Stated goal: Go on with the review of Kay Kenyon's Queen of the Deep from the point where it stops.

Queen of the Deep is a Portal fantasy from Kay Kenyon.
It’s impossible for me to talk about Kay Kenyon’s Queen of the Deep without talking about her Entire and the Rose Quartet, given the many resonances between the works. In many ways, to me, Queen of the Deep is a revisiting of many of the ideas and themes of that series, except in a more purely fantasy mode, and in a single volume.
The Entire and the Rose Quartet, starting with Bright of the Sky, is a science fiction portal fantasy series. In that series, Titus Quinn, former space pilot, uses high technology to cross the boundary from our universe to the universe of the Entire. The Entire is an entire universe as a fractal, bulbous shape, an artificial construct of a universe created by the inhuman Tarig. The Entire has cultures and societies borrowed from Earth, even as they are impressed and and used by the inhuman races that dwell in the Entire. The Entire, too, has further and deeper connections to the Earth. Titus Quinn, himself, is a man who bridges the gap between these two universes for good reason.
By comparison, Jane Gray uses a much more fantastical space between dimensions as the bridge between the Earth and the Italian Renaissance ship-liner world of the Palazzo. Like Quinn, Gray discovers the strange artificial nature of this universe rather quickly, and the nature and origin of that artificial universe, and what it means for itself and the Earth have strong thematic resonances. Too, there are political connections. Like Quinn, Gray is thrust into a complex web of politics and intrigue, although on a much more personal scale than Quinn deals with in the Entire. Both protagonists also have prior personal connections to residents of their world as well, and Jane’s navigation of those difficult relationships are as thorny, and interesting, as Quinn’s is.

Collection entries:
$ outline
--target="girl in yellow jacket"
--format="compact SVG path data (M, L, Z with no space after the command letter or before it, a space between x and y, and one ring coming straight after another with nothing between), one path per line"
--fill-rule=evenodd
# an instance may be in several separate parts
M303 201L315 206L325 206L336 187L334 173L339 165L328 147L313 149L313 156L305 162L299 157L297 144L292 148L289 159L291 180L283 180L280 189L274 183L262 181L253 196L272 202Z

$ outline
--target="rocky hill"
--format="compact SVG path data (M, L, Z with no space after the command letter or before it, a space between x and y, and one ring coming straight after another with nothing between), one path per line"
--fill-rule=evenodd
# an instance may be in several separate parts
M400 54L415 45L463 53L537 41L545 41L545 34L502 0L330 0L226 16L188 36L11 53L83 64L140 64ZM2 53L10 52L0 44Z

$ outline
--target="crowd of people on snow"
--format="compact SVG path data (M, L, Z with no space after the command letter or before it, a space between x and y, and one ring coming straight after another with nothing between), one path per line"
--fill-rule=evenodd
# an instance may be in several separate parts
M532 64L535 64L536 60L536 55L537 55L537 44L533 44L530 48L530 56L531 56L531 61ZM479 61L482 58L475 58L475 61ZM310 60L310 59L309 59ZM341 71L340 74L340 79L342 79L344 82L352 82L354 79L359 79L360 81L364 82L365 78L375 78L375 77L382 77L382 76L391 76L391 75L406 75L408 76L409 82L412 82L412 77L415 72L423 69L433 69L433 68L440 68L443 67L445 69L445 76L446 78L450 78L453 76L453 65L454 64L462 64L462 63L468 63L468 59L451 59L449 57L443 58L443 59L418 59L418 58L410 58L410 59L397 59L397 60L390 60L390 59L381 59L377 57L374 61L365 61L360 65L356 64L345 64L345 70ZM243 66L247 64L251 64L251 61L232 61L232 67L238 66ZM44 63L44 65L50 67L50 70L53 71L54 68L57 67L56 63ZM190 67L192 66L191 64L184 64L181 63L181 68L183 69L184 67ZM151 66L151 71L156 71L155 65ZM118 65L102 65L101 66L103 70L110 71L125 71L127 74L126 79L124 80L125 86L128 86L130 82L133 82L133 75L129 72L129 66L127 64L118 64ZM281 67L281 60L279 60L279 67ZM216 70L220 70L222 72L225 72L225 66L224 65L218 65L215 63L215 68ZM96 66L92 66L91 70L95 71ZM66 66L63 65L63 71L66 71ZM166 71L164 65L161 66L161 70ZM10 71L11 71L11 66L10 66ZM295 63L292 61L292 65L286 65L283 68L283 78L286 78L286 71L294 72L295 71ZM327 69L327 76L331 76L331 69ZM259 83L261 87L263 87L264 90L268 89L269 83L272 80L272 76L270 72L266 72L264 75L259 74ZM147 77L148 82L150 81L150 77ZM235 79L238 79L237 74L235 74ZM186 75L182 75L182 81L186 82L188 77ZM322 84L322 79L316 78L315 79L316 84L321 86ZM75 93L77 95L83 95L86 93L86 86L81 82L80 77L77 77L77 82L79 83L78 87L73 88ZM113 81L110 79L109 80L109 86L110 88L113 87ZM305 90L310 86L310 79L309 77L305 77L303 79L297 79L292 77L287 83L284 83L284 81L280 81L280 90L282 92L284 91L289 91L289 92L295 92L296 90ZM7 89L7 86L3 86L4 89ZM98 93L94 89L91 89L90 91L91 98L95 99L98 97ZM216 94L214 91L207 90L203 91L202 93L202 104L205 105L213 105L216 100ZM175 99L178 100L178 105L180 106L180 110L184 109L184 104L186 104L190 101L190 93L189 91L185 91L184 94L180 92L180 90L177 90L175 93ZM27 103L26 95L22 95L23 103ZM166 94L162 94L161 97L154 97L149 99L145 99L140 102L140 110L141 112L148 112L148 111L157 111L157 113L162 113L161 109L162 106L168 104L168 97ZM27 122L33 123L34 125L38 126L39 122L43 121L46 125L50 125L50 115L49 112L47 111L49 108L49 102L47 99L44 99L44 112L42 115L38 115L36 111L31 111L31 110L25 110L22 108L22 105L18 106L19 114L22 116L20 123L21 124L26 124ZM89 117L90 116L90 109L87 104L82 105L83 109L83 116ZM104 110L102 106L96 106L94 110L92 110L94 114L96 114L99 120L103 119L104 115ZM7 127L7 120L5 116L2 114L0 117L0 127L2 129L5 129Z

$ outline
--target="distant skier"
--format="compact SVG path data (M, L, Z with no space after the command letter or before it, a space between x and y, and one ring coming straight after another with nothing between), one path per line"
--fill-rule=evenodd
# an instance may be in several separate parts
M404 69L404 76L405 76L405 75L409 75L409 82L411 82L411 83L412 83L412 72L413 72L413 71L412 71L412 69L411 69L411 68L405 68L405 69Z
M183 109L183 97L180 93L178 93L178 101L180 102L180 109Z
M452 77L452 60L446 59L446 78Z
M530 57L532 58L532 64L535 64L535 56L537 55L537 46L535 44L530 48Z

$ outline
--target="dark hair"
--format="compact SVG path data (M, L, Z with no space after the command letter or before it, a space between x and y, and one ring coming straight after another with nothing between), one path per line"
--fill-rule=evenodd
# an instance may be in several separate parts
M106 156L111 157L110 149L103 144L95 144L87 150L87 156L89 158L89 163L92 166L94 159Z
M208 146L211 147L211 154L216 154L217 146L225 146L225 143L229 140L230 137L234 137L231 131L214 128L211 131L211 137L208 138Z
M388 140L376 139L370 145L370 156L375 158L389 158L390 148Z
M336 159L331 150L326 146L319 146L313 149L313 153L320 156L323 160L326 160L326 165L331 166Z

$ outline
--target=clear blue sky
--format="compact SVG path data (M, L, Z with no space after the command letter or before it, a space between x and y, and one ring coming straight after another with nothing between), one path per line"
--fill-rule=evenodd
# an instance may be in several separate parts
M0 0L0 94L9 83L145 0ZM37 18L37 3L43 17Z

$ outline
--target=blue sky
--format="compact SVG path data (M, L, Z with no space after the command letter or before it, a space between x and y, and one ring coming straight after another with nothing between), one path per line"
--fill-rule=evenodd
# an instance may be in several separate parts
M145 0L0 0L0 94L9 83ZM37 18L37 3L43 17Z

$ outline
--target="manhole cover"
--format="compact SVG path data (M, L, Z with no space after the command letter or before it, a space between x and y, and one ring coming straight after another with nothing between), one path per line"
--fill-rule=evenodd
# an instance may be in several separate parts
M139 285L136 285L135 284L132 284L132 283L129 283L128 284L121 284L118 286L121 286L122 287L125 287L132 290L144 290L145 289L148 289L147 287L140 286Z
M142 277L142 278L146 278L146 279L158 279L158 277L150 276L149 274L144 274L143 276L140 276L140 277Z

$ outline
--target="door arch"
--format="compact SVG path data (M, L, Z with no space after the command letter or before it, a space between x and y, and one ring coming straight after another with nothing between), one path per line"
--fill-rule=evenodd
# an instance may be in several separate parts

Answer to this exercise:
Interestingly for me, the Entire and the Rose Quartet, for all of its being strictly science fiction in the mechanics, has fantasy as many of its trappings. Like Herbert’s Dune, while all around there is technology and very high technology, the epic fantasy feel of the Entire and Rose novels is unmistakable, signal, and strong. By comparison, Queen of the Deep is a fantasy, with a heroine that comes at the fantastical world she is thrust in with a strong, rationalist bent. Even as she accepts the existence of magic, and oracles, and sorcerers, Jane always tries to make rational sense of the Palazzo and its world. While she does take advantage of magic when she can, it is her deduction and reliance on logic and reason and investigation that helps see her through, again and again.
Above and beyond all of the resonances and parallels and reversals, I see Queen of the Deep very much in the recent tradition of the revival of Portal Fantasy by authors like Violette Malan and Alyx Dellamonica. The author may have recapitulated some of her earlier ideas. However, the author’s craft has made this a more compact, crisp story (sometimes far too compact for its own good), and marks a further and successful evolution of the writer’s craft from science fiction and into the realms of fantasy.